§ **REQUIREMENTS**
Copy out the material below verbatim, from its first line through the line containing "Query: climbing wall", both included.

== == ==

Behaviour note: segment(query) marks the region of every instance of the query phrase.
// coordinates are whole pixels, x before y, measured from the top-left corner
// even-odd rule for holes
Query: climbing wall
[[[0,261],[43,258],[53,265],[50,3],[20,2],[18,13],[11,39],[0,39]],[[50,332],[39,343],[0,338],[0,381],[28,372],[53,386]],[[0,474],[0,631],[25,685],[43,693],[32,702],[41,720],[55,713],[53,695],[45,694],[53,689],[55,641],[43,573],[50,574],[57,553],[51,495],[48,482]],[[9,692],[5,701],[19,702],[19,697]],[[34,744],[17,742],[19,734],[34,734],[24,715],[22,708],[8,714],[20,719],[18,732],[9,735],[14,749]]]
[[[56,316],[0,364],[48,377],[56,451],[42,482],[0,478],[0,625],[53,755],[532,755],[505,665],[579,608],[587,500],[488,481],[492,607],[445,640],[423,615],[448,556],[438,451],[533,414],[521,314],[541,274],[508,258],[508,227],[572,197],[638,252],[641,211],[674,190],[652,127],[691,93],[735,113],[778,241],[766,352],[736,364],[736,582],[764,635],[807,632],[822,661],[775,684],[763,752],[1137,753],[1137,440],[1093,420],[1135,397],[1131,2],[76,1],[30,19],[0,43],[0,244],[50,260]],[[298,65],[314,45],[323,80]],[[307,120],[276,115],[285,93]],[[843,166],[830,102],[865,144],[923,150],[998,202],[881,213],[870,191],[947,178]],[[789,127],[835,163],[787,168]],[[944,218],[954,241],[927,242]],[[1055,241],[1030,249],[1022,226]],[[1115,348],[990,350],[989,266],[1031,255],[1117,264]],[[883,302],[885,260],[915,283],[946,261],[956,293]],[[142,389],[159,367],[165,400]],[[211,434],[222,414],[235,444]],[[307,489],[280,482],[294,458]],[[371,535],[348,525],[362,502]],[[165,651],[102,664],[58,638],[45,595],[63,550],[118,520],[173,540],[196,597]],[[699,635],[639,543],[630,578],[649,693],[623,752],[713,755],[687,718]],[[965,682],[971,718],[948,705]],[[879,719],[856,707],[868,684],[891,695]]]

== == ==

§ **THE RESULT**
Behaviour note: segment(query) marks the region of every instance of the query phrase.
// coordinates are whole pixels, x before y, measured from the top-left corner
// even-odd rule for holes
Query: climbing wall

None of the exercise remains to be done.